Stored items from a collection
□ □ □
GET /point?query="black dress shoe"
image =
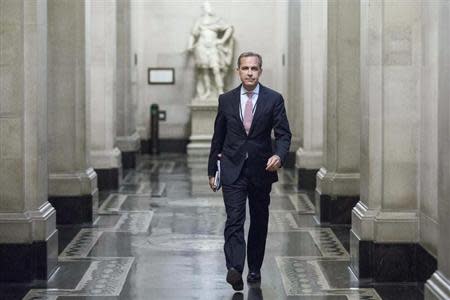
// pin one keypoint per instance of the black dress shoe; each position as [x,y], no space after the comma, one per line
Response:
[254,276]
[234,278]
□ □ □
[Task directions]
Lines from the one containing "one per line" through the last line of the data above are the only output wanted; restate them exactly.

[Written solution]
// pin one keypoint per instance of the black dress shoe; each position as [x,y], no space after the comma, one per line
Response:
[254,276]
[234,278]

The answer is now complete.